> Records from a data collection
* * *

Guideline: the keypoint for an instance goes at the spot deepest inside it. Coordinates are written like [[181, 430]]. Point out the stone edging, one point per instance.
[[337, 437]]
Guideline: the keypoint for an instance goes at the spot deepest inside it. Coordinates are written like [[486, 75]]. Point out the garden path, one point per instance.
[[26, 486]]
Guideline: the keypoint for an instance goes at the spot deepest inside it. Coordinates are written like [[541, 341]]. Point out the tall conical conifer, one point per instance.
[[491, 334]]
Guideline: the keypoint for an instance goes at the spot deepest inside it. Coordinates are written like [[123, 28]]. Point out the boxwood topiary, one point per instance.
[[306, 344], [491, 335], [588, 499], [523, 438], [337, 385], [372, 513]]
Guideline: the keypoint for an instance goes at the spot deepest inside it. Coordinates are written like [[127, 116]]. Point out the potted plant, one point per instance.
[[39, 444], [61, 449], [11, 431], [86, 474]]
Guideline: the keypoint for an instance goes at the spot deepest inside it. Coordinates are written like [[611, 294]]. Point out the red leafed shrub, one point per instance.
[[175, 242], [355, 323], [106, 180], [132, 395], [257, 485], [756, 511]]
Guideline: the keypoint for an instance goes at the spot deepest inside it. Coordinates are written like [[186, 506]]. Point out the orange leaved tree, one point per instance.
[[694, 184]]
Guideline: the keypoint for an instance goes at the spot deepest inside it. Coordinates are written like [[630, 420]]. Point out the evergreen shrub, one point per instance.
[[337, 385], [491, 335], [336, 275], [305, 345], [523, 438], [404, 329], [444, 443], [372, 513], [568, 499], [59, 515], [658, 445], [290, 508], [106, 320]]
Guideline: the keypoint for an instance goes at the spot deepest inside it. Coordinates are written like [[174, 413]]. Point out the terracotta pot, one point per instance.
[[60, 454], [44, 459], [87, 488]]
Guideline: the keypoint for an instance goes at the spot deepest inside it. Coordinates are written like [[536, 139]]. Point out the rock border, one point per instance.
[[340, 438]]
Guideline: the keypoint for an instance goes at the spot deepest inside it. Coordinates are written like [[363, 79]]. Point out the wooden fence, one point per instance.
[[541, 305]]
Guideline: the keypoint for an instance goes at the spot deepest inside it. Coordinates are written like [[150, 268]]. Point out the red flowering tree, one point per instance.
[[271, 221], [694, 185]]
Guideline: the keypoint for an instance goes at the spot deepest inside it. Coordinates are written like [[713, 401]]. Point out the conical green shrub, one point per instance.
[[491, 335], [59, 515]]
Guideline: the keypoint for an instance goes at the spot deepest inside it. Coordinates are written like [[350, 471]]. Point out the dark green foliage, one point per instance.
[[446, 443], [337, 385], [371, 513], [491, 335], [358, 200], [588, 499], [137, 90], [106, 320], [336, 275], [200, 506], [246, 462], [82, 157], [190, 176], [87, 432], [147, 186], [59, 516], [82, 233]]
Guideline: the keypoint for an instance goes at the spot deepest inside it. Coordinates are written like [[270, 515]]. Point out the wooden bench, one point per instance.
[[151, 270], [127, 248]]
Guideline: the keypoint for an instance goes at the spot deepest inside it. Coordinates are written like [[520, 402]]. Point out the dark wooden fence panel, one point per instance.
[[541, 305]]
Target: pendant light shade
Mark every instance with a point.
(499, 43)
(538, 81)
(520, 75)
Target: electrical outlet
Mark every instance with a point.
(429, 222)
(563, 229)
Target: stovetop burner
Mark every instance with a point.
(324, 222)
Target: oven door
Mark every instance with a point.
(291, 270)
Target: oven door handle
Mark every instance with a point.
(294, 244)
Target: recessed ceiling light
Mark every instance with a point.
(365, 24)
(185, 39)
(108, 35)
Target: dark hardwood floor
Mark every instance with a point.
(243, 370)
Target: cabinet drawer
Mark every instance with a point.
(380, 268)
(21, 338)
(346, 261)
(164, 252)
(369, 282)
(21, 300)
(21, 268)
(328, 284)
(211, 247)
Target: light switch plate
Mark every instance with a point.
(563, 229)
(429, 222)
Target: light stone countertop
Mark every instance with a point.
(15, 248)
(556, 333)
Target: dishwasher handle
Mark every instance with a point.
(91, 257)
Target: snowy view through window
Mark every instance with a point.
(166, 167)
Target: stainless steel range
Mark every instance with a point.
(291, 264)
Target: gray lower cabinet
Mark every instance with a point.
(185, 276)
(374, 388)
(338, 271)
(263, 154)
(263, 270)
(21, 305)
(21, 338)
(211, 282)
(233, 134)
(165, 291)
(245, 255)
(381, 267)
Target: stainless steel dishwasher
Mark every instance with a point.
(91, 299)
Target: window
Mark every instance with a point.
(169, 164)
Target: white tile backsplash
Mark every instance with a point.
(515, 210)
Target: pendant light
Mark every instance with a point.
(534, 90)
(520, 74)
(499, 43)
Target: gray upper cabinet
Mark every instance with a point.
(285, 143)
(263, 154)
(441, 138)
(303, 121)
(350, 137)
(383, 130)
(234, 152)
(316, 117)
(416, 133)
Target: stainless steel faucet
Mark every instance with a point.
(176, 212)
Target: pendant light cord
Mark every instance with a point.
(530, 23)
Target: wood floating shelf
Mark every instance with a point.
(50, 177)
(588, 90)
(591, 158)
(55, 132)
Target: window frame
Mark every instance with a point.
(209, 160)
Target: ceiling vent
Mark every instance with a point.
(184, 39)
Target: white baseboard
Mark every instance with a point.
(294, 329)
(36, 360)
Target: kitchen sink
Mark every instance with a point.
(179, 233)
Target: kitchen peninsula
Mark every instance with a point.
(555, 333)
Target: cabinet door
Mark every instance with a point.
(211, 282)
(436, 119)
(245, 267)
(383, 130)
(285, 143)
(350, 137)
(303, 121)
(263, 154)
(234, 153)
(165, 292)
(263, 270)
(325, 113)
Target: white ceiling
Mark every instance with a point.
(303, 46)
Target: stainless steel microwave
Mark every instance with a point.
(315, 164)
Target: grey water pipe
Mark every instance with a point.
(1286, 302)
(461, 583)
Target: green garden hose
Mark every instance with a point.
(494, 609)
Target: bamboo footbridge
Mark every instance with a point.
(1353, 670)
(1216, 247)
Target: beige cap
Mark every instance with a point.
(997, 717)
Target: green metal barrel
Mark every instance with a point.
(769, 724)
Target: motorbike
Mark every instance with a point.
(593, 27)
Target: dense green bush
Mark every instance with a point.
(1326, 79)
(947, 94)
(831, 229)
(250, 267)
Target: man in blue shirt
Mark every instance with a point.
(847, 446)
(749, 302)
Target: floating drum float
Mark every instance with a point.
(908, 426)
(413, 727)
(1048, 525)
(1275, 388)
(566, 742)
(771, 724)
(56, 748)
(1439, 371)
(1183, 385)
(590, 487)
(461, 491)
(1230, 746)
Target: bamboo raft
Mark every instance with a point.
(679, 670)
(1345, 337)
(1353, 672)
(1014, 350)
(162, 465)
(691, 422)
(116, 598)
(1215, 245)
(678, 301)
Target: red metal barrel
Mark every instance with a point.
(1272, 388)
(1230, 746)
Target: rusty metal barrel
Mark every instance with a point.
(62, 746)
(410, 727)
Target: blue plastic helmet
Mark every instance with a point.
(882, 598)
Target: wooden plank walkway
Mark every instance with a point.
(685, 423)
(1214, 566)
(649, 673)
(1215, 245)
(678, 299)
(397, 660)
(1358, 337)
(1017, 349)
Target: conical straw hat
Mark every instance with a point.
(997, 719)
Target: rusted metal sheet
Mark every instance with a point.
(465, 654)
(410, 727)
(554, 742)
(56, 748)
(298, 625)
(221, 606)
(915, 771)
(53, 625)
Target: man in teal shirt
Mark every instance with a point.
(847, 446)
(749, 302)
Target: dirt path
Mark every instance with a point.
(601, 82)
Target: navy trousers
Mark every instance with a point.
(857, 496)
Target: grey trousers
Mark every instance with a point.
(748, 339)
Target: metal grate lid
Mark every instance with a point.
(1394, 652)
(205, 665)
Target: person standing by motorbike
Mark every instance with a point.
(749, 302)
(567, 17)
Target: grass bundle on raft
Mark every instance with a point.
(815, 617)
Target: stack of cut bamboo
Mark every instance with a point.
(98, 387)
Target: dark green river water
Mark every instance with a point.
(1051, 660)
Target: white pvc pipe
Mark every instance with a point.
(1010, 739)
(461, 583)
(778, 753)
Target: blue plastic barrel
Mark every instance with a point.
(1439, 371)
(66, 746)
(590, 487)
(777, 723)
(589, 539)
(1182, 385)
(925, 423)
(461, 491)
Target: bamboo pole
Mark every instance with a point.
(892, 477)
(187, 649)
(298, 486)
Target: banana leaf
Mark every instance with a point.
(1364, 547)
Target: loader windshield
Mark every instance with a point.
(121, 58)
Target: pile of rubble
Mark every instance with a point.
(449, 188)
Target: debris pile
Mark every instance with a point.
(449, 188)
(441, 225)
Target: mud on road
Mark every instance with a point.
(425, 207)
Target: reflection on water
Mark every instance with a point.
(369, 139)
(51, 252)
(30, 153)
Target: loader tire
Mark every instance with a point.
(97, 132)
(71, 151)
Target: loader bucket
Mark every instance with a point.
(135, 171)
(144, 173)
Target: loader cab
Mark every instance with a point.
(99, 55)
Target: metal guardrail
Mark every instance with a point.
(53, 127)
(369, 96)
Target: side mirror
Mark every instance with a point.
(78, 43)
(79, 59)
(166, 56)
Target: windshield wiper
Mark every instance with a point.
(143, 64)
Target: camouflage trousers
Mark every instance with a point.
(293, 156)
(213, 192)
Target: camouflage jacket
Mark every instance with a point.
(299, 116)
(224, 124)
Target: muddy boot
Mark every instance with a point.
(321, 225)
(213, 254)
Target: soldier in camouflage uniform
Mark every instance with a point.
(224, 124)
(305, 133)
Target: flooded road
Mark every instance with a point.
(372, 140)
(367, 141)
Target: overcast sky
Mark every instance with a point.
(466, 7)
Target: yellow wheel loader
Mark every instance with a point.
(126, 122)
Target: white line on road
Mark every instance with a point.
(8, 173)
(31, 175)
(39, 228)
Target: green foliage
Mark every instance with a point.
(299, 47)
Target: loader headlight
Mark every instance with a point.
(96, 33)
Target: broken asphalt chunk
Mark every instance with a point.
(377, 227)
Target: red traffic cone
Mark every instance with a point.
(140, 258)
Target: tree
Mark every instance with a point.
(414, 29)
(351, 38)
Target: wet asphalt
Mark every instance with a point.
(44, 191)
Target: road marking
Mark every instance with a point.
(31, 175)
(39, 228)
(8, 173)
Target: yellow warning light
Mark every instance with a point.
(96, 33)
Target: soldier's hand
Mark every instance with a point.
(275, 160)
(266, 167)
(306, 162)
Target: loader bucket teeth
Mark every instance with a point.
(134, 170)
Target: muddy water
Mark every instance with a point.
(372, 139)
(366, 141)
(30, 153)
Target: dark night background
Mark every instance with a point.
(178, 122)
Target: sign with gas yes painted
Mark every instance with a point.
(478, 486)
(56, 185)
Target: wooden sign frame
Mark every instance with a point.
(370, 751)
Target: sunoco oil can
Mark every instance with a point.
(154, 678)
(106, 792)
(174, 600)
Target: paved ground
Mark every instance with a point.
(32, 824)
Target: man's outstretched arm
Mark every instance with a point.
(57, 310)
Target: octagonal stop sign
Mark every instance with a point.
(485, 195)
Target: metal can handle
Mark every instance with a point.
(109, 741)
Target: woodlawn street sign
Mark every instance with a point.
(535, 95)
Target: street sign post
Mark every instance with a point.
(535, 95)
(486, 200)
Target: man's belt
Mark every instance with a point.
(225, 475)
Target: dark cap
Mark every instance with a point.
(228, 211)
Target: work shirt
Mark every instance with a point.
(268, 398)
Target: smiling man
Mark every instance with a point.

* * *

> SHORT EXERCISE
Set down the lines of the listing exactly as they appear, from its first line through the line that contains "[[491, 334]]".

> RESULT OF THIS EXERCISE
Guideline: the keypoint for an instance goes at the spot deepest inside it. Coordinates are written like [[181, 430]]. Point out the stone edging, one point per instance.
[[337, 437]]
Guideline: the keypoint for an instance goes at the spot deepest inside it. Coordinates are written like [[486, 75]]. Point out the garden path, one point per instance.
[[26, 486]]
Guideline: the keypoint for an instance goes at the spot deepest inside it. Coordinates are written like [[541, 341]]. Point out the tall conical conifer, one point per instance.
[[491, 334]]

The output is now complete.